YOUR GOAL:
All lines from the one containing "Where can the crowd" through the final line of the entries are to be written out verbatim; no other line is to be included.

[Natural language region descriptions]
★ ★ ★

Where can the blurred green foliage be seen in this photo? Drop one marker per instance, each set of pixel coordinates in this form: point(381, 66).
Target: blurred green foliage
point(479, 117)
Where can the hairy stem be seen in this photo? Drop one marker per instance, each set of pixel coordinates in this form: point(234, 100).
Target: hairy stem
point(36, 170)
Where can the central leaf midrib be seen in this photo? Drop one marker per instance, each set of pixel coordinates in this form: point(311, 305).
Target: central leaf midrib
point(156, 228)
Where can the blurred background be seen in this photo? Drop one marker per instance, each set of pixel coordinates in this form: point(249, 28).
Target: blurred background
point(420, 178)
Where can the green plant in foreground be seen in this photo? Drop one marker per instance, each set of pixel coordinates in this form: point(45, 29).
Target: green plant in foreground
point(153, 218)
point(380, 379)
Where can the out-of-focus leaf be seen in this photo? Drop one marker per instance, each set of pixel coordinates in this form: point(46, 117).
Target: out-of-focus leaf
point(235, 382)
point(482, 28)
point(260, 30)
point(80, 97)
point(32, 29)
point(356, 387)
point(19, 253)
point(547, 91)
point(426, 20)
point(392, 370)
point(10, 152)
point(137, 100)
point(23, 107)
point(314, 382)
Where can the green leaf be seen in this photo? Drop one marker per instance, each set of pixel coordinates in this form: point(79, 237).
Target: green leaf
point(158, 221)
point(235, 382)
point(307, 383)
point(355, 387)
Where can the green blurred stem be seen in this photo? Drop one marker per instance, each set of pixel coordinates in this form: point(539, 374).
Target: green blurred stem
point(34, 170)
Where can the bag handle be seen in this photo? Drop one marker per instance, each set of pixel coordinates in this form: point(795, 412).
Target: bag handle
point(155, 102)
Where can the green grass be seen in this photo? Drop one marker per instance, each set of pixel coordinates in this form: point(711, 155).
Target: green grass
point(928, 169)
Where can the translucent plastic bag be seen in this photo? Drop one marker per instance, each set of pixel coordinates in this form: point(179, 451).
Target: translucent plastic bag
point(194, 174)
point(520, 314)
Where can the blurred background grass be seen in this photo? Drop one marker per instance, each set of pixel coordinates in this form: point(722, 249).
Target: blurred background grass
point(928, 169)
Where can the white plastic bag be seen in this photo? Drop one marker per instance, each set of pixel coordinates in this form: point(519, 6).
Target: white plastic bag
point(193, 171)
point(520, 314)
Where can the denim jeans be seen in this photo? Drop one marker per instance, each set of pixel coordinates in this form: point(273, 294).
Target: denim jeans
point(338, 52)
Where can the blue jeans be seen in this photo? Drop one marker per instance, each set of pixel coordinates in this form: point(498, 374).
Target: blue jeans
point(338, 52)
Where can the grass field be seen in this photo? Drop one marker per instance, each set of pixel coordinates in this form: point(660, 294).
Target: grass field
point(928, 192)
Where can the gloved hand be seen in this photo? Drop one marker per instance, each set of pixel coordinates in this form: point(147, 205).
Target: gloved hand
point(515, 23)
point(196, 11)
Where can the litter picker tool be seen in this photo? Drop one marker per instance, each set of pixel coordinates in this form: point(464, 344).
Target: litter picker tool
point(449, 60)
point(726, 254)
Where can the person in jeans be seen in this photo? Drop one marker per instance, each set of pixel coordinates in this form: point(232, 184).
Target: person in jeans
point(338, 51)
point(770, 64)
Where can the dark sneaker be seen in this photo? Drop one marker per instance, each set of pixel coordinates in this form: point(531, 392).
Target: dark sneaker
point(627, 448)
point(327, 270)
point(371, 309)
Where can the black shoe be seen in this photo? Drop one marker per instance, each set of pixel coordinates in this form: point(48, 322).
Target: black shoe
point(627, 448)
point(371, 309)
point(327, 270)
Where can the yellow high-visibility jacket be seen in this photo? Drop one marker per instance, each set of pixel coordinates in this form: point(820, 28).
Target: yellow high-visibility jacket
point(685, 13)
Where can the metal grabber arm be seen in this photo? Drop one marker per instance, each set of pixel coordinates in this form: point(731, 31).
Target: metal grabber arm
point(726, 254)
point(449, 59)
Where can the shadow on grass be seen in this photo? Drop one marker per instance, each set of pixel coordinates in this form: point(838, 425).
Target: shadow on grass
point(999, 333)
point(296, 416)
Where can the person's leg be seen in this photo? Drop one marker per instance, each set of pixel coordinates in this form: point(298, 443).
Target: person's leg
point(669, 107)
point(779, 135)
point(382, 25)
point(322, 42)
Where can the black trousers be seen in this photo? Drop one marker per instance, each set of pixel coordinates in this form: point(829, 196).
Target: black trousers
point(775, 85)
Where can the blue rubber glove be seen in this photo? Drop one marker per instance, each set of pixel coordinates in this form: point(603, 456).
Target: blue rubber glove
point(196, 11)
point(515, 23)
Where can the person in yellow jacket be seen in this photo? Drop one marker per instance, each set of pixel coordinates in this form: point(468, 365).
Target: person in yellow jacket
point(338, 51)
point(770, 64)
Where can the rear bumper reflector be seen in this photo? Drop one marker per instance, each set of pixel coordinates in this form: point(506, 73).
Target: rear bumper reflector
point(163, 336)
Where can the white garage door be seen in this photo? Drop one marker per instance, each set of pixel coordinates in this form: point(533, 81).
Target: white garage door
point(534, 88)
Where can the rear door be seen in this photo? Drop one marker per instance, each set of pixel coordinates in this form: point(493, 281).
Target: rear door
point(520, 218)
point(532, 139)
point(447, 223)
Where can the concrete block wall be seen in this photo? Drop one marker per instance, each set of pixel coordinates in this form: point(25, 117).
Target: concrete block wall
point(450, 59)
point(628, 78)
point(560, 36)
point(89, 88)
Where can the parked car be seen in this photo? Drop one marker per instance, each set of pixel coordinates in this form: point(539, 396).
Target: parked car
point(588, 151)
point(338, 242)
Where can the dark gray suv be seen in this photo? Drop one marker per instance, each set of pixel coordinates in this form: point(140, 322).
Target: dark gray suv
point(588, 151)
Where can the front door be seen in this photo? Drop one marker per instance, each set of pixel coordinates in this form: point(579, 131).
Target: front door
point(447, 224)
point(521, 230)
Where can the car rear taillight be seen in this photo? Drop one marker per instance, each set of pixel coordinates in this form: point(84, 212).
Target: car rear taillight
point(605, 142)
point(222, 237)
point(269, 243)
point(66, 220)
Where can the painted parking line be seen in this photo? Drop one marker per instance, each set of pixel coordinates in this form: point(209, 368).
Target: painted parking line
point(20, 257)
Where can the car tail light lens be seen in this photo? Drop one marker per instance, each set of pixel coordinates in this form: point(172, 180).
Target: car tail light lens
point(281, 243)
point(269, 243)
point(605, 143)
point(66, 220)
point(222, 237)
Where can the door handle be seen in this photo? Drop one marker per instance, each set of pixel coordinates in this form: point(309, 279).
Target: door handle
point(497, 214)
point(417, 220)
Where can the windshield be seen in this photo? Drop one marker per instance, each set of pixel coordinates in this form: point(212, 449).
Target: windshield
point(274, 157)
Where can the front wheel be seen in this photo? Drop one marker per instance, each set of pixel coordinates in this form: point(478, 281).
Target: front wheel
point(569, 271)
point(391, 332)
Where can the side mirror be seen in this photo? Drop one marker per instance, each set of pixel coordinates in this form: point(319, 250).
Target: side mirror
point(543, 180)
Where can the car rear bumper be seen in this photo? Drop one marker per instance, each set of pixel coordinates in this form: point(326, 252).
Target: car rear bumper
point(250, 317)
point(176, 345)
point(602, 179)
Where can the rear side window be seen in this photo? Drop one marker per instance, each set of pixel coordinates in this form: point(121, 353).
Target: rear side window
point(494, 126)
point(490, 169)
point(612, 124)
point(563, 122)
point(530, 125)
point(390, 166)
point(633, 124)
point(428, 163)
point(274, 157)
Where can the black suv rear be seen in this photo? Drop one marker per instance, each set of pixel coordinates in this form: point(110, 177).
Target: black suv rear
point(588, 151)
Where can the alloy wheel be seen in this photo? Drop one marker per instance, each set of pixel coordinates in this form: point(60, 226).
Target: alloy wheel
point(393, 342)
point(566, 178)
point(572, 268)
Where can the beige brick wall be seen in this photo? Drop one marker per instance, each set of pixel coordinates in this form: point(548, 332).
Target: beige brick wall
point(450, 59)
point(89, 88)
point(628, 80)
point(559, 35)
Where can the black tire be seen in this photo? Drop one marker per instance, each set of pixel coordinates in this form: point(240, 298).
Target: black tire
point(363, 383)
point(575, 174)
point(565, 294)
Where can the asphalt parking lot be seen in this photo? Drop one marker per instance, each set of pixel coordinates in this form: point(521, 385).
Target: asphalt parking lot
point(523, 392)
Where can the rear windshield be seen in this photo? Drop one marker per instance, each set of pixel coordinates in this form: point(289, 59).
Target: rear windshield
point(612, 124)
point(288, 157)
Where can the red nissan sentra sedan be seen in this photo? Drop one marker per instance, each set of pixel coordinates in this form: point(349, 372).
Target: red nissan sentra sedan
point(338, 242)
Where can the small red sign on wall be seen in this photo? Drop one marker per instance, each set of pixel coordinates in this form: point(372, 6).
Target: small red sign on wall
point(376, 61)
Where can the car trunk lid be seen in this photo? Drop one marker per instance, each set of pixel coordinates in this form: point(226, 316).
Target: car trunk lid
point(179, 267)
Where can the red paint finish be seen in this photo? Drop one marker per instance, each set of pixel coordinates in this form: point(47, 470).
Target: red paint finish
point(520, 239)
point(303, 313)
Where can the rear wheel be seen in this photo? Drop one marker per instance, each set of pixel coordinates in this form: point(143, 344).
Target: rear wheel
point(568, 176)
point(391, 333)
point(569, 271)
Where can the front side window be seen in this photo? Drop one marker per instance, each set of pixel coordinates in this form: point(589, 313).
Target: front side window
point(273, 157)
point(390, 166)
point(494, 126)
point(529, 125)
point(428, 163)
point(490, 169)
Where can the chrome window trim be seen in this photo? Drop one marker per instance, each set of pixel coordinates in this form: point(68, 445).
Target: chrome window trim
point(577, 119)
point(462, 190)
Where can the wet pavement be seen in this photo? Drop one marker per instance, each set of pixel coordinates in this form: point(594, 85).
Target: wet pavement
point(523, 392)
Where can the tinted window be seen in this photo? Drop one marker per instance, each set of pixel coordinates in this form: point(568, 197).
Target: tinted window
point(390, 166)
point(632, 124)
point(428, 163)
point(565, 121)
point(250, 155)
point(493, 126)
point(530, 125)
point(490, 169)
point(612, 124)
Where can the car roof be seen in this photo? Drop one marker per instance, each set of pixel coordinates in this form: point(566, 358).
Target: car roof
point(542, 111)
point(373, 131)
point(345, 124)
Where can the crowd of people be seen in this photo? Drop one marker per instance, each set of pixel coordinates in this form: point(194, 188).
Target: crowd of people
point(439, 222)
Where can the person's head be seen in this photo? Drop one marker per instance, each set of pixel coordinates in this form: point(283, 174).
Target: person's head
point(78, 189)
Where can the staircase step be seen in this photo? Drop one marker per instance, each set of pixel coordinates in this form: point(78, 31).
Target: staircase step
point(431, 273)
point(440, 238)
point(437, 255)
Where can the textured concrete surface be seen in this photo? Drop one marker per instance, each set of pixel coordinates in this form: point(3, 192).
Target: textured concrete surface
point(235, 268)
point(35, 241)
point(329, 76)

★ ★ ★

OUTPUT BELOW:
Where can the crowd of people be seen in this photo? Drop one marker per instance, each set of pixel coordinates in this form: point(194, 188).
Target: crowd of people
point(439, 222)
Where can the person's head be seen in this photo? Drop one marker per instance, each set of pixel coordinates in this form: point(283, 174).
Target: person's head
point(78, 189)
Where can the staircase step be seen in this photo? Drop one marker per instance, each set of pixel coordinates in this form: point(78, 31).
Target: staircase step
point(431, 273)
point(440, 238)
point(437, 255)
Where can the textured concrete surface be seen in this photo? Drop one marker per instance, each set of pixel coordinates in this form: point(3, 192).
Target: textured concrete surface
point(235, 268)
point(35, 241)
point(329, 76)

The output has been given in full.